SUPPLIED TEXT =
────────────────────────────────────────

Now that I have prefaced that, there ARE however, characteristics you can look for to find people who treat you differently than those who have harmed you in the past! This is the good news. The bad news is, you might possess characteristics yourself of an unsafe person. Because we all do, or have the potential to at some point or another. Reality suggests ‘hurting people hurt people.’ Meaning, if you are or have been hurt recently, you have the potential to cause injury to those around you while you try to heal yourself. But hopefully by the end of this blog, you will be able to identify several ‘unsafe’ characteristics and have tools to change them if you find yourself identifying with those patterns, and know what to look for to find the ‘safe’ people, and tools to know how to become safe yourself, for others who need you to be a safe person in their life.

Characteristics of an ‘Unsafe’ Person

Here are a few qualities and characteristics of an ‘unsafe’ person:

-People who act like they have it all together
-Self-righteous
-Demand trust without it being earned
-Controlling
-Treat you like you are less or one-down from them
-Abusive (I will do a series on abuse soon to further unpack what this means)
-Manipulative
-Unreliable
-Competitive
-Defensive, not open to constructive criticism or feedback
-People who ‘may’ apologize but never change their behavior, or who simply never apologize
-People who avoid working on and dealing with their problems
-People who don’t take responsibility for what is ‘theirs to own’ (see previous blogs on boundaries to know what each of us is personally responsible for in life)
-People who lack compassion, empathy or concern for others
-People who do not forgive others ever (we all know forgiveness takes time, I am referring to people who never let go of grudges and offenses and hold it over someone else forever!)
-Blame others for their problems
-People who live a continual lifestyle of lying
-People who are not growing, keeping the same unhealthy patterns and don’t want to change.

Characteristics of Safe People

Compare the above list with the characteristics of a ‘safe’ person:

-People who react to you differently than those who have hurt you, over a period of time (even unsafe people can appear ‘safe’ initially until the ‘romance’ phase of any early relationship wears off.)

────────────────────────────────────────

DATA FOR REVIEW =
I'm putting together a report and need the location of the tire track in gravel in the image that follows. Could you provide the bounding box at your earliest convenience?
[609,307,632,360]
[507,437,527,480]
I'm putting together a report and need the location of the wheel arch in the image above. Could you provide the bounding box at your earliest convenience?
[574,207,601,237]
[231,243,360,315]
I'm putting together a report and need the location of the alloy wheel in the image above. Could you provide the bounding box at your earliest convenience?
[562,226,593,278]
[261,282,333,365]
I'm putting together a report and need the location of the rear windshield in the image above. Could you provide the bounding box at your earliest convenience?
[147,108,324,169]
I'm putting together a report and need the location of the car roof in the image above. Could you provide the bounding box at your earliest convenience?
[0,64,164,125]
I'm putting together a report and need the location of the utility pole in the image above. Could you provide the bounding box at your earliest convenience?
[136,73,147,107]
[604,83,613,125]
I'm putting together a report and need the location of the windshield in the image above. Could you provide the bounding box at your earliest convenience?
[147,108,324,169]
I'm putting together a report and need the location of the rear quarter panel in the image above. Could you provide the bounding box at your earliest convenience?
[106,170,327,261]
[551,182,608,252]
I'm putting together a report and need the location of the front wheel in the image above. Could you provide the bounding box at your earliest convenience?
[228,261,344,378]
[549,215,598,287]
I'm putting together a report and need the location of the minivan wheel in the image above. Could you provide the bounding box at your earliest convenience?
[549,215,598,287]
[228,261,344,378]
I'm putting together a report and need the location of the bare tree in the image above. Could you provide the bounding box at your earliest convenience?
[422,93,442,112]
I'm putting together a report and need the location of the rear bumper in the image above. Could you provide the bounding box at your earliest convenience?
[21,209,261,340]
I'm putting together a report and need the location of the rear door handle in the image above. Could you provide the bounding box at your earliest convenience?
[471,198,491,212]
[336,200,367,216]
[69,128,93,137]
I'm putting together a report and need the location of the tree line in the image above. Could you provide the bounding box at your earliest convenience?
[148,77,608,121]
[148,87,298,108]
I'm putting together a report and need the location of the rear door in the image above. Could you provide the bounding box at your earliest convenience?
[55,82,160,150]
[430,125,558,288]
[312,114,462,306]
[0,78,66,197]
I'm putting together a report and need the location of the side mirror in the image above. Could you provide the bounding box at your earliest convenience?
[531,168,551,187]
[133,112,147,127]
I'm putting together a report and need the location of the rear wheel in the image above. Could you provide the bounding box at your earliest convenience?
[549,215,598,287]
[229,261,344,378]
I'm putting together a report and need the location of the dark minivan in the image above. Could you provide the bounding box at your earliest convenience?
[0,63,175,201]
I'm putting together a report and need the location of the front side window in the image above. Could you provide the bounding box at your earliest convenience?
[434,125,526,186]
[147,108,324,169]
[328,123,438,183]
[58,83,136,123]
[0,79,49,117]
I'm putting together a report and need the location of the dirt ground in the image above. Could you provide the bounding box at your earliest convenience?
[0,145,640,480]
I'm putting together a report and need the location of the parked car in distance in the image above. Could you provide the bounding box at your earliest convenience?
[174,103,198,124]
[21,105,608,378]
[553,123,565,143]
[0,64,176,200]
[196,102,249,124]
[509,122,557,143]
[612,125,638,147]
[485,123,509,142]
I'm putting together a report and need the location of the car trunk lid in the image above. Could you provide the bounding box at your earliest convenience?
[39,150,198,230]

────────────────────────────────────────

ACTIVITIES =
A - In the passage on safe and unsafe people, what can even unsafe people do at first, according to its last line?
B - From the passage on safe and unsafe people, reproduce the wording from "-People who act" up to and including "what this means)".

SOLUTIONS TO THE PROBLEMS =
A - They can appear safe at first, until the "romance" phase of an early relationship wears off.

B -
-People who act like they have it all together
-Self-righteous
-Demand trust without it being earned
-Controlling
-Treat you like you are less or one-down from them
-Abusive (I will do a series on abuse soon to further unpack what this means)